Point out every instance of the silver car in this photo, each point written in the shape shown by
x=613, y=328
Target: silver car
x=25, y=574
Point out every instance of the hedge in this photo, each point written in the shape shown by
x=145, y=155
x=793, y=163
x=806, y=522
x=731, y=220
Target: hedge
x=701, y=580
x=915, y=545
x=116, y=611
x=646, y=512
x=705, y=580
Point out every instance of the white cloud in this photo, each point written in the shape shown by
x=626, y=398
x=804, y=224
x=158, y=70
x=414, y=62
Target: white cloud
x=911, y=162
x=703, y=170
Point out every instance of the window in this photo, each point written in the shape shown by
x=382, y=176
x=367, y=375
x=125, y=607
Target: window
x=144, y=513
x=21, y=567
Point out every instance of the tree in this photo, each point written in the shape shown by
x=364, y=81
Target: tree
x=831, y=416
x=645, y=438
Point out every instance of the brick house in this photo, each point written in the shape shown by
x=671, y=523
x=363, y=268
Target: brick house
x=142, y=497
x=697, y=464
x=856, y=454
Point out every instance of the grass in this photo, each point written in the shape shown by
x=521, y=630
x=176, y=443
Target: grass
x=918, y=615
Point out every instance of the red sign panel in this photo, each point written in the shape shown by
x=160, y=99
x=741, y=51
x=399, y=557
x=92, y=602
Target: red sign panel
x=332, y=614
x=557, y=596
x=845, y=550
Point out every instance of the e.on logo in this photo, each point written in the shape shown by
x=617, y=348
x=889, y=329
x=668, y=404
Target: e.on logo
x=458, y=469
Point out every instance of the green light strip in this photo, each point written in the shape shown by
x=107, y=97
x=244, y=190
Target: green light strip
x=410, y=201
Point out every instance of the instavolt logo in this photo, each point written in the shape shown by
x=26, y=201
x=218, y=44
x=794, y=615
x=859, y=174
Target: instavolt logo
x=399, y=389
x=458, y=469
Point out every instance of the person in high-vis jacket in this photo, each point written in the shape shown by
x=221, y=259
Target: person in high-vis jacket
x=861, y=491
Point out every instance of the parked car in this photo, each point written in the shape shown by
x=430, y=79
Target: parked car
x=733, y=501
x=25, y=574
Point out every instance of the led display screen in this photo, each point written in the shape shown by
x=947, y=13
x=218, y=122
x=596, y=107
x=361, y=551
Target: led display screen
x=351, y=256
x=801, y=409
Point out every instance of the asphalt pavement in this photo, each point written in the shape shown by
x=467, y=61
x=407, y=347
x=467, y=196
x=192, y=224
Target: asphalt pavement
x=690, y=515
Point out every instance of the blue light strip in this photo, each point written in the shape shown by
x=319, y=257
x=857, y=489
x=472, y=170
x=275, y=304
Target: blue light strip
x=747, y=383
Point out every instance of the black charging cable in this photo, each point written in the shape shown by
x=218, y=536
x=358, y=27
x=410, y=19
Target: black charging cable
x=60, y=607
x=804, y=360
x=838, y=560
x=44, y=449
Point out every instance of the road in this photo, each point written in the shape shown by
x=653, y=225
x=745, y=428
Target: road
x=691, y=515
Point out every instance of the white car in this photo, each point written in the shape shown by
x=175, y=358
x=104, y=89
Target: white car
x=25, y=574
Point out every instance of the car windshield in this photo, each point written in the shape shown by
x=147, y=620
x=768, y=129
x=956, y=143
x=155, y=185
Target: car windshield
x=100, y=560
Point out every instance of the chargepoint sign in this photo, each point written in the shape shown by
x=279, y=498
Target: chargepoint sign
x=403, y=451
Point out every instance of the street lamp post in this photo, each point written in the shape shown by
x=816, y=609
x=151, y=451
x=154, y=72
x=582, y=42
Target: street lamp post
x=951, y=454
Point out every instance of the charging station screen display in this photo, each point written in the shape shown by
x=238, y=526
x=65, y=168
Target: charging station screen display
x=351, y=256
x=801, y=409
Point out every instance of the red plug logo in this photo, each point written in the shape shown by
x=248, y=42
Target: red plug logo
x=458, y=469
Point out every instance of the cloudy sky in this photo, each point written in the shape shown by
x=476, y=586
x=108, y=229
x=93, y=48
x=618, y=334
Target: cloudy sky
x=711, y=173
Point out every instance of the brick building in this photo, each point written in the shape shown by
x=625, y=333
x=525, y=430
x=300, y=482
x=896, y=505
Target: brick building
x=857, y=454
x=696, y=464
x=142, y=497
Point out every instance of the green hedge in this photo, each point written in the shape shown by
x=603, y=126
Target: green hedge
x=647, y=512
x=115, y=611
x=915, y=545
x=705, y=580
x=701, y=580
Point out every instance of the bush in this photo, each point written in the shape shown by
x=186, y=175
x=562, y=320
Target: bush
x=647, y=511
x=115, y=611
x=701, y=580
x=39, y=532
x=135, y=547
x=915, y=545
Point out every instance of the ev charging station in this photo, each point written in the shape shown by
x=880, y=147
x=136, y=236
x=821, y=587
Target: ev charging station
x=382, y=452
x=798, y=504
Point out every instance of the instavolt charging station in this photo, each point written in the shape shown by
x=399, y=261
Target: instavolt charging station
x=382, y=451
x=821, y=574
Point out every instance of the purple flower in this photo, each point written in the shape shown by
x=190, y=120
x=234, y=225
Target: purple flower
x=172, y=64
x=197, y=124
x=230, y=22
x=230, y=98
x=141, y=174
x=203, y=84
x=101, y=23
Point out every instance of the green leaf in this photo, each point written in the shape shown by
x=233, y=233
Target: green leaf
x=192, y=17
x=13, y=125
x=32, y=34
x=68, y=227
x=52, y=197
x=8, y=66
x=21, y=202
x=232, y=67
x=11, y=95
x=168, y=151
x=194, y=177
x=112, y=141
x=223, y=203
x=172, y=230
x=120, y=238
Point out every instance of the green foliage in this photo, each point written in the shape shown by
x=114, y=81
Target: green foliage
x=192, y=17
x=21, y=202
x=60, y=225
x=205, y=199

- _GIVEN TASK_
Rewrite everything from the line containing "Point out every instance of the green foliage" down to the end of the listing as a Markdown table with the columns Row and Content. Number each line in Row, put the line itself in Content, and leave out blank lines.

- _EXERCISE ANSWER_
| Row | Content |
|---|---|
| 1 | Point out every instance of the green foliage in this photo, each point written in the shape shown by |
| 2 | x=114, y=81 |
| 3 | Target: green foliage |
| 4 | x=192, y=17 |
| 5 | x=21, y=202 |
| 6 | x=60, y=225 |
| 7 | x=205, y=199 |